The reply should consist of every entry, repeated exactly.
-------- Given data
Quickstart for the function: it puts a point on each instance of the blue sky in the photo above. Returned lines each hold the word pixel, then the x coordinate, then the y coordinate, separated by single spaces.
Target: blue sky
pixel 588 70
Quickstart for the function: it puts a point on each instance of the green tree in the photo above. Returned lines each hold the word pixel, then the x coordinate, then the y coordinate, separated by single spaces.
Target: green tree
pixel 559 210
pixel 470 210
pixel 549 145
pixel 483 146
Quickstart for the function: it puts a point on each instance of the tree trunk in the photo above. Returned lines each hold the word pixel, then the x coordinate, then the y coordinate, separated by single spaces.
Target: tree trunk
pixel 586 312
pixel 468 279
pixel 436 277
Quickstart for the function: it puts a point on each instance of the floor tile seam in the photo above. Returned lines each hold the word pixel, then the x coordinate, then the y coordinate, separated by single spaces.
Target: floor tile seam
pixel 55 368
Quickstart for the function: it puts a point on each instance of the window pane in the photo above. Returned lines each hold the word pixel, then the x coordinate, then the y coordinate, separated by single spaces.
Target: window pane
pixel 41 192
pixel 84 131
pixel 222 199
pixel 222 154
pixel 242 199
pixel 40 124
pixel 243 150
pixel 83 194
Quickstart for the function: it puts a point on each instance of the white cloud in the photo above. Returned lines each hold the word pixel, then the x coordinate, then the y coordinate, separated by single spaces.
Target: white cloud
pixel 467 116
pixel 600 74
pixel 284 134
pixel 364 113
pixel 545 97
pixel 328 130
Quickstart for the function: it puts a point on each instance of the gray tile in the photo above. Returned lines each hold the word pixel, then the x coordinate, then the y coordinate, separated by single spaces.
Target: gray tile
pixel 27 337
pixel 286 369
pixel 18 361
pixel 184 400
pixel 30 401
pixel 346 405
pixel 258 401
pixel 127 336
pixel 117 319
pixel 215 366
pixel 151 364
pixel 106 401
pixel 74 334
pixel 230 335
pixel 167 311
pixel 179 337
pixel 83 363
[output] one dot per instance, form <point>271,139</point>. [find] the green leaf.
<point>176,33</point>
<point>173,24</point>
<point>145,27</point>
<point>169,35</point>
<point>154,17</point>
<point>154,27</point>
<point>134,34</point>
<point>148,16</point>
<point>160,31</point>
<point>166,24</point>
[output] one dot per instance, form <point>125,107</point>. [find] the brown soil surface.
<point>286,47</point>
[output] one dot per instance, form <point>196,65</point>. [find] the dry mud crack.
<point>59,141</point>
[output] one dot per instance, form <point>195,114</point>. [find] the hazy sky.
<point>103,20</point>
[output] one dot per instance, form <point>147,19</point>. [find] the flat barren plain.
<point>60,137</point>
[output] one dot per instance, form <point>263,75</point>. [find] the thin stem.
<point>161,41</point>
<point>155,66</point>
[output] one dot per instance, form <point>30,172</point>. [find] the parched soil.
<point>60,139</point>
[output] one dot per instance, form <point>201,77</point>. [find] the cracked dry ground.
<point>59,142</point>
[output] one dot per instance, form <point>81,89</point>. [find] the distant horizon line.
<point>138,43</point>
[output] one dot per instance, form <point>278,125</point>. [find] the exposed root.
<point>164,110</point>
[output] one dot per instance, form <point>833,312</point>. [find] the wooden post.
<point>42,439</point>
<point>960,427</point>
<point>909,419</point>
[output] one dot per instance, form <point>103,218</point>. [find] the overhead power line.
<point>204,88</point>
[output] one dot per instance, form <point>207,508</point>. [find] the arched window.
----------------
# Output for this task
Quickstart for the function: it puts a point on each instance of the blue sky in the photo above. Returned lines each hold the word pixel, then the x coordinate, then the y coordinate, separated by single spaces.
Target: blue sky
pixel 588 70
Quickstart for the function: it puts a point on each instance of the green tree in the photo above. Returned lines each hold the word pixel, then the x coordinate, then the y coordinate, separated by single spaces.
Target: green tree
pixel 559 210
pixel 470 210
pixel 549 145
pixel 483 146
Quickstart for the function: it puts a point on each instance of the tree trunk in the photo above. Returned lines each hold the word pixel, then the x coordinate, then the y coordinate, separated by single spaces.
Target: tree trunk
pixel 586 312
pixel 468 279
pixel 436 277
Quickstart for the function: it puts a point on each instance of the floor tile seam in the photo above. Returned lines each hold the word pixel, then the x coordinate, then the y coordinate, separated by single spaces.
Target: floor tile seam
pixel 55 368
Quickstart for the function: it puts a point on each instance of the window pane in the photo above. Returned lines each hold the word pixel, then the x coordinate, then the y coordinate, separated by single spaces.
Target: window pane
pixel 41 192
pixel 84 131
pixel 222 199
pixel 222 154
pixel 242 199
pixel 40 124
pixel 243 150
pixel 83 194
Quickstart for the function: it puts a point on each instance of the white cloud in the photo above. Returned lines each hold the word pixel, then the x coordinate, then the y coordinate, separated by single spaces.
Target: white cloud
pixel 467 116
pixel 600 74
pixel 284 134
pixel 364 113
pixel 545 97
pixel 328 130
Quickstart for the function: it puts a point on each instance of the gray tile in the photo above. Returned lines each hold the word pixel, then the x coordinate, then the y coordinate, separated by single spaces.
Target: gray tile
pixel 27 337
pixel 286 369
pixel 18 361
pixel 184 400
pixel 30 401
pixel 346 405
pixel 258 401
pixel 127 336
pixel 117 319
pixel 215 366
pixel 151 364
pixel 106 401
pixel 74 334
pixel 230 335
pixel 167 311
pixel 179 337
pixel 83 363
[output] one dot per instance, form <point>271,139</point>. [find] the green leaf.
<point>176,33</point>
<point>173,24</point>
<point>145,27</point>
<point>169,35</point>
<point>154,17</point>
<point>154,27</point>
<point>134,34</point>
<point>148,16</point>
<point>160,31</point>
<point>166,24</point>
[output] one dot per instance, form <point>125,107</point>. [find] the brown soil surface.
<point>286,47</point>
[output] one dot per instance, form <point>196,65</point>. [find] the dry mud crack.
<point>59,141</point>
[output] one dot per instance, form <point>195,114</point>. [find] the hazy sky.
<point>103,20</point>
[output] one dot per instance, form <point>147,19</point>. [find] the flat barren plain.
<point>60,137</point>
[output] one dot per instance, form <point>263,75</point>. [find] the thin stem.
<point>161,41</point>
<point>155,66</point>
[output] one dot per instance, form <point>30,172</point>. [find] the parched soil.
<point>60,139</point>
[output] one dot per instance, form <point>201,77</point>. [find] the cracked dry ground.
<point>59,142</point>
[output] one dot per instance, form <point>81,89</point>. [find] the distant horizon line.
<point>138,43</point>
[output] one dot per instance, form <point>278,125</point>. [find] the exposed root.
<point>164,110</point>
[output] one dot per instance, form <point>833,312</point>. [find] the wooden post.
<point>42,439</point>
<point>960,427</point>
<point>909,419</point>
[output] one dot per instance, form <point>103,218</point>. [find] the overhead power line.
<point>204,88</point>
[output] one dot per instance, form <point>207,508</point>. [find] the arched window.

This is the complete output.